• [Given exercise]:
Return every one of the lines below verbatim, omitting the pictures.

• [Records provided]:
:::
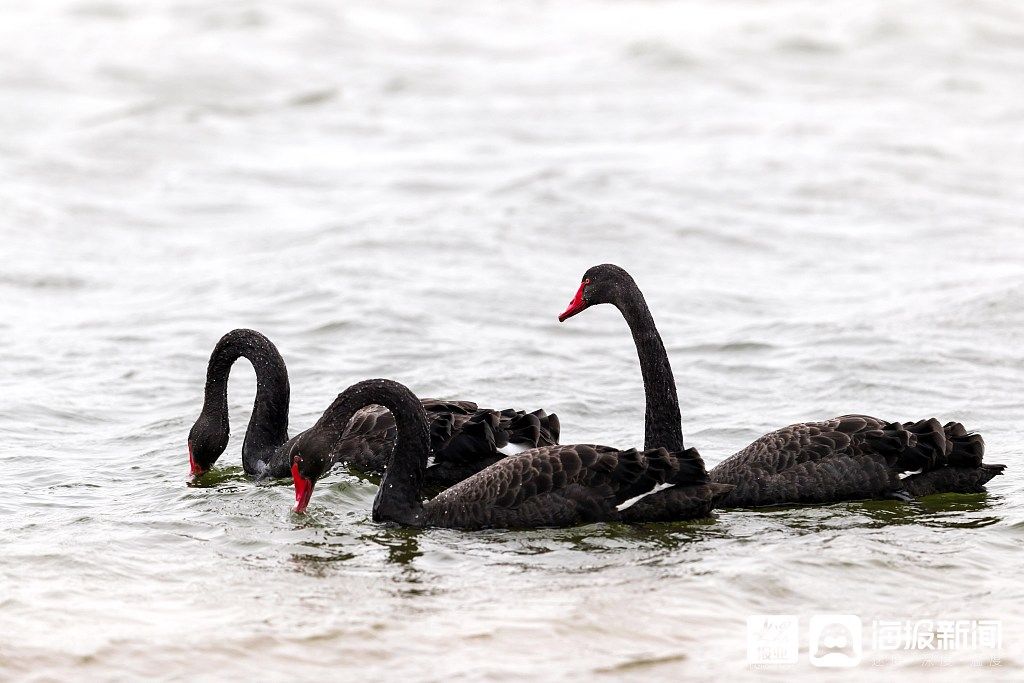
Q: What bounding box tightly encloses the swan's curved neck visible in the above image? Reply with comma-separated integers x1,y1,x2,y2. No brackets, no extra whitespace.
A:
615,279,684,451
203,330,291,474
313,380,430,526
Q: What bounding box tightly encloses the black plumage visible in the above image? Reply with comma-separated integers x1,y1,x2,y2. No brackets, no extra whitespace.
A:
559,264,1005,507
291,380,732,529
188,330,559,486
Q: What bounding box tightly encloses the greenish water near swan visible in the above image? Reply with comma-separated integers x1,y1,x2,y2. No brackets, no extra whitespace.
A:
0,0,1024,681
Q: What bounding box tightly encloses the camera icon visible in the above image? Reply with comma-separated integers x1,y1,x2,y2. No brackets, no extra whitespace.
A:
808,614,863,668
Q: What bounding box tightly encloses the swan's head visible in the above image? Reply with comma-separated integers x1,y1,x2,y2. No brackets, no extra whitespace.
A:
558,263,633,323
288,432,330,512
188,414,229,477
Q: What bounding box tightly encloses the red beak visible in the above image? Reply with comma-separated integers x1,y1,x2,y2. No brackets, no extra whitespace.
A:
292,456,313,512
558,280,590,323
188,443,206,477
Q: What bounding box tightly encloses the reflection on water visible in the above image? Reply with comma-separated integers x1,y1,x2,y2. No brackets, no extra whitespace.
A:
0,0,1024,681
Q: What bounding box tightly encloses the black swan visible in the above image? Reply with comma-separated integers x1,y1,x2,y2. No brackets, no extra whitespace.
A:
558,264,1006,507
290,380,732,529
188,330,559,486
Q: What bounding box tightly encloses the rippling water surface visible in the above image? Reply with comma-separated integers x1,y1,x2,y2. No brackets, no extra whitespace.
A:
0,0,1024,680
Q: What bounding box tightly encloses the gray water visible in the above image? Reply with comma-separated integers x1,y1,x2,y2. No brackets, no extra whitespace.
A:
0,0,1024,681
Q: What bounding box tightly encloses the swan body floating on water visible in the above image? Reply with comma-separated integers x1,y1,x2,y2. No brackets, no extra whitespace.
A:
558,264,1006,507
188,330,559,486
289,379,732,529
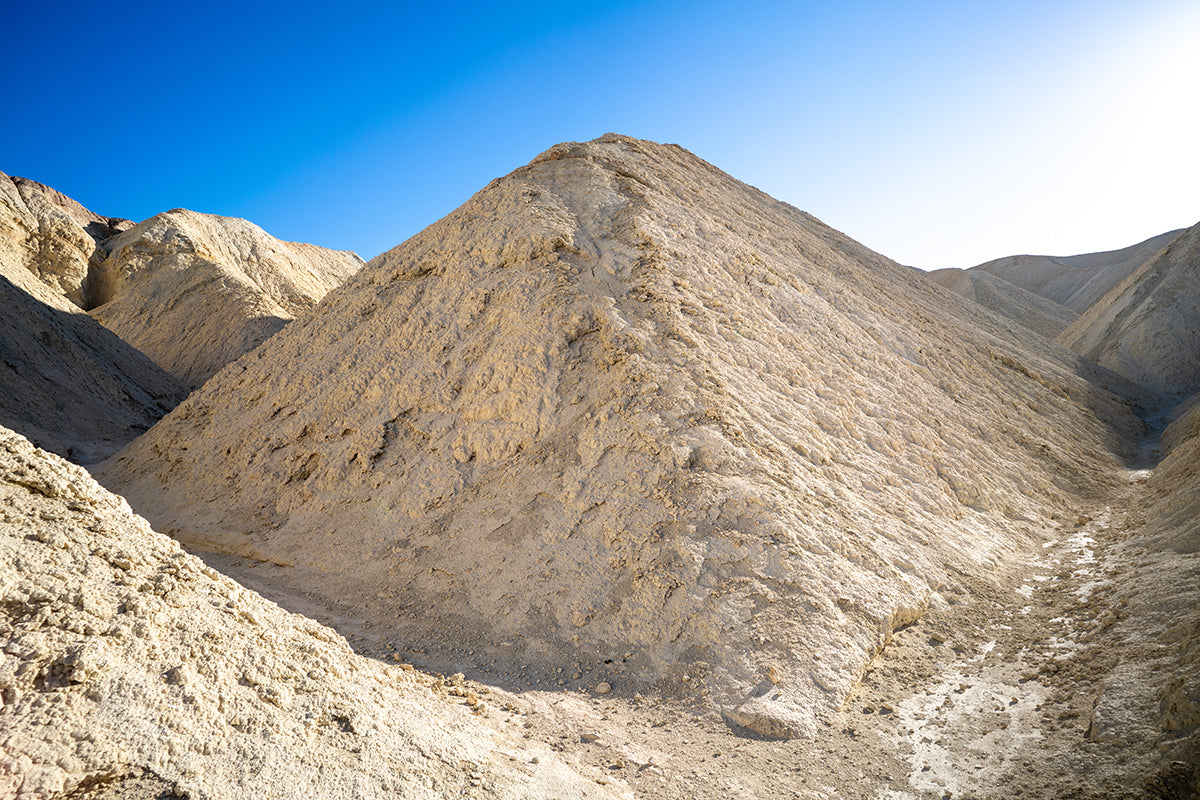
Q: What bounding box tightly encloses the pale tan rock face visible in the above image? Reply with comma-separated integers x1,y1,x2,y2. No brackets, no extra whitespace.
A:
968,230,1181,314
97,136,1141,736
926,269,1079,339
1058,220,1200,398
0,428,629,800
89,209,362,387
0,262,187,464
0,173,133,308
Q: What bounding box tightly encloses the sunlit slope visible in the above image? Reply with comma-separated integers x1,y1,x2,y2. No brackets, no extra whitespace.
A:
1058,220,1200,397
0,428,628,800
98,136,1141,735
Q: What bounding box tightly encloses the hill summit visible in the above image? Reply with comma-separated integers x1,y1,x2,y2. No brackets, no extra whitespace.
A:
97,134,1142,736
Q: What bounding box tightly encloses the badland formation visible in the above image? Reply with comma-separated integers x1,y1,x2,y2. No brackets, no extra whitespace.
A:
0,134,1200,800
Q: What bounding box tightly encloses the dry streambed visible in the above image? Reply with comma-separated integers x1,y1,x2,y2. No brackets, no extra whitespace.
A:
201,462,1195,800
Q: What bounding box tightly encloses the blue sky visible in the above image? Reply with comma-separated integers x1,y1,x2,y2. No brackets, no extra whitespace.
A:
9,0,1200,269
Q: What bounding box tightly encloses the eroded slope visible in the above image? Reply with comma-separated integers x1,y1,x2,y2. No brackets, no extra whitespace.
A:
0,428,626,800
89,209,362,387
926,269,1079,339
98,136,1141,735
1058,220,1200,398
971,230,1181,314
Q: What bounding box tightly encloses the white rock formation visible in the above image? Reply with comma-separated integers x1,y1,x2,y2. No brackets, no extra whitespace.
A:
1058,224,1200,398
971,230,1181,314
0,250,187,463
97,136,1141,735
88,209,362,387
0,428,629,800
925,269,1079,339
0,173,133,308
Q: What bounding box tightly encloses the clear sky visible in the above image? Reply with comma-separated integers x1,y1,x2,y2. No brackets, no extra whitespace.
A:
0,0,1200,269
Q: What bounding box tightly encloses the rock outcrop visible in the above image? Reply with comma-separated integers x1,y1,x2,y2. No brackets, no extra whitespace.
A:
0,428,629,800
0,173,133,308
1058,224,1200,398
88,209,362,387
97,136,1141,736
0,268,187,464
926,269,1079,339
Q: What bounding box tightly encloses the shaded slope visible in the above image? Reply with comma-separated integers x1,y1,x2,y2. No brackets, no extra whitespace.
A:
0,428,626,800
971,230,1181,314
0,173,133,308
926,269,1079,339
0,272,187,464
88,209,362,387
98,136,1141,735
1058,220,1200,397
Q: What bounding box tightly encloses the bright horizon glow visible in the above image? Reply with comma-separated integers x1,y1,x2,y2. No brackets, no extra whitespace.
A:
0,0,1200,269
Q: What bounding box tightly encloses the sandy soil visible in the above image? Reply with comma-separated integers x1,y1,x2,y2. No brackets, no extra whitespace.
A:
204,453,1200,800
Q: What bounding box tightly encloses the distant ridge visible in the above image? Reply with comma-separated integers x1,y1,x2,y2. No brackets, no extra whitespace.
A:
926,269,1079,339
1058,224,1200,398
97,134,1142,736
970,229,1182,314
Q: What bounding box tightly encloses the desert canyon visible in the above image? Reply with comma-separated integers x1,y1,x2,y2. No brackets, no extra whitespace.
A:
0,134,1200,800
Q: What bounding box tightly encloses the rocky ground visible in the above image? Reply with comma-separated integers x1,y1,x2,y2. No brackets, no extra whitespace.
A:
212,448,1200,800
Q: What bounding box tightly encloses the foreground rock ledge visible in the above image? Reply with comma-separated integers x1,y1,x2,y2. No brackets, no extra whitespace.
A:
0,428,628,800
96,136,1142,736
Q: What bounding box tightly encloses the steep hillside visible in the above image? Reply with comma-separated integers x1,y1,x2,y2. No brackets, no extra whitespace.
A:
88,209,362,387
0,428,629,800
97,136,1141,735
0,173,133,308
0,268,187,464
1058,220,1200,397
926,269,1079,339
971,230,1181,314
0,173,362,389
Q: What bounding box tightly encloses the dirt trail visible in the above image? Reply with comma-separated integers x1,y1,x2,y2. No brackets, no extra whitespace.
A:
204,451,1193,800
:::
• [Reply to the exercise]:
Q: What bounding box tightly encloses the swan's curved neck visible in the above image? Reply with comma-separated integers x1,y1,x2,y2. No brackets, no extra whitespace.
A:
615,279,684,451
203,330,291,474
313,380,430,526
Q: What bounding box tightly encloses the black plumage visible in the above image? Reply with comma-separated integers x1,y1,x2,y2. No brackets, no extra whitespace.
A:
559,264,1005,507
291,380,732,529
188,330,559,486
Q: What bounding box tightly encloses the greenish water near swan visible in the above image? Reply with comma-separated integers x1,y1,x2,y2. No brackets, no extra whitespace.
A:
0,0,1024,681
Q: What bounding box tightly encloses the camera icon visible in the above image? Reply with comma-separated integers x1,y1,x2,y2. No brackets, no extra whitespace.
A:
808,614,863,668
Q: What bounding box tightly encloses the swan's head visible in the above image? Reply with comma-separated integers x1,y1,x2,y2. No brackets, no extra whitespace.
A:
558,263,633,323
288,432,330,512
188,414,229,477
Q: What bounding box tightly encloses the red beak visible in the above image? Reply with comma-separated integers x1,y1,x2,y2. No brackets, no extra whitespace.
A:
292,456,313,512
558,280,590,323
188,443,206,477
Q: What bounding box tightly encloses the reflection on water visible in the above image? Reply with comma-separated integers x1,y1,x2,y2. No brackets, no extra whitespace.
A:
0,0,1024,681
Q: What bounding box tightly encloses the black swan visible in the above image? Reply with comma-separated integers x1,y1,x2,y2. No brackets, no extra whitespace.
A:
558,264,1006,507
290,380,732,529
188,330,559,486
Q: What bounding box tightly encloses the rippling water surface visible in the above image? Reply with comma-separated integers x1,y1,x2,y2. No brackets, no extra whitespace.
A:
0,0,1024,680
Q: What bounding box tightly encloses the gray water visible in the above image? Reply with comma-separated integers x1,y1,x2,y2. No brackets, no extra whitespace.
A:
0,0,1024,681
Q: What bounding box tightly encloses the swan body floating on water visible in the above image? Reply with comma-separated integers x1,y1,x2,y2. No brackets, no extra whitespace.
A:
558,264,1006,507
188,330,559,486
289,379,732,529
Q: What bounding box tightly encloses the pale tan rock face visible in the above image? Reply with comma-separated integers x1,y1,x2,y2. No brackets, no extra whitespace.
A:
968,230,1181,314
97,136,1141,736
926,269,1079,339
1058,220,1200,398
0,428,629,800
89,209,362,387
0,262,187,464
0,173,133,308
Q: What bounding box tightly encloses the sunlit slope visible in the above image? Reply with comma-separated integers x1,y1,x2,y2. No brackets, no extra whitespace.
A:
1058,220,1200,397
0,428,628,800
98,136,1141,735
Q: What bounding box tightly encloses the hill summit visible in the above image? Reply with comma-separated integers x1,y1,x2,y2. No brackets, no extra whitespace.
A:
97,134,1142,736
Q: What bounding box tightly encloses the badland formation visible in the above image? Reply with comma-separated integers x1,y1,x2,y2. No brackets, no extra whitespace.
A:
0,134,1200,800
Q: What bounding box tightly encloses the dry streambed visible in the above image? Reply with comma-separated integers x1,y1,x2,y2. No brackets, no extra whitespace.
A:
201,462,1195,800
Q: What bounding box tightly encloses the blue sky visible in the above image? Reply with comma-separated integers x1,y1,x2,y2. No brackets, no extra whitespace.
A:
9,0,1200,269
Q: What bounding box tightly encloses the eroded slope visible in the above image? Reply with comma-separated integers x1,y1,x2,y2. No brackets, no extra whitespace.
A:
0,428,626,800
89,209,362,387
926,269,1079,339
98,136,1141,735
1058,220,1200,398
971,230,1181,314
Q: What bounding box tightly encloses the white rock formation visible in the above image? Reply with comma-separated integers x1,y1,x2,y2. No brackets, no extra whitespace.
A:
1058,224,1200,398
971,230,1181,314
0,250,187,463
97,136,1141,735
88,209,362,387
0,428,629,800
925,269,1079,339
0,173,133,308
Q: What bounding box tightly encloses the clear sky visible in the above image? Reply with comma-separated integers x1,y1,x2,y2. No brackets, no extra whitespace.
A:
0,0,1200,269
Q: What bounding box tightly encloses the rock outcrop visible in the above image? Reply with comma-separated integers x1,y1,x2,y2. No brackets, no extra whitespace.
A:
0,428,629,800
0,173,133,308
1058,224,1200,398
88,209,362,387
97,136,1141,736
0,268,187,464
926,269,1079,339
Q: What bounding box tightly encloses the shaded slope visible in the above image? Reply with comma-separated integers x1,y1,x2,y2. No brackets, no extra whitespace.
A:
0,428,626,800
971,230,1181,314
0,173,133,308
926,269,1079,339
0,272,187,464
88,209,362,387
98,136,1141,735
1058,220,1200,397
Q: What bounding box tightly encloses the bright horizon glow visible in the above image? Reply with comma-separated integers x1,y1,x2,y2. No brackets, no extra whitespace.
A:
0,0,1200,269
Q: What bounding box tightly encloses the sandy soil visible in the above image? Reply with comma-separated integers x1,y1,x2,y2. No brackets, no extra whitespace.
A:
204,453,1200,800
Q: What bounding box tightly encloses the distant ridge visible in the above image? Reply with comma-separated integers x1,y1,x2,y2. No brackets, no extra whitespace.
A:
926,269,1079,339
1058,224,1200,398
97,134,1142,736
970,229,1182,314
Q: What bounding box tightly encloses the desert canyon visible in the above image? Reply with comma-separated integers x1,y1,x2,y2. No brackets, no extra whitespace.
A:
0,134,1200,800
Q: What bounding box tightly encloses the rocky ground visible in the above image? Reply with comma-separated integers x1,y1,x2,y2. No brackets, no extra whitespace.
A:
212,448,1200,800
Q: What bounding box tightly encloses the foreground rock ledge visible in the above image? Reply with comma-separated integers x1,y1,x2,y2. No brackets, no extra whitespace.
A:
0,428,628,800
96,136,1142,736
Q: What bounding box tightly encloses the steep hillside visible in the above image? Reply with comma-separated integers x1,y1,x2,y2. No brackets, no extra whitespace.
A:
88,209,362,387
0,428,629,800
97,136,1141,735
0,173,133,308
0,268,187,464
1058,220,1200,397
926,269,1079,339
971,230,1181,314
0,173,362,389
Q: What bounding box tightly encloses the dirt trail visible in the above image? Reply with comma-separated integers x1,y1,x2,y2. No brackets, no extra whitespace.
A:
204,451,1193,800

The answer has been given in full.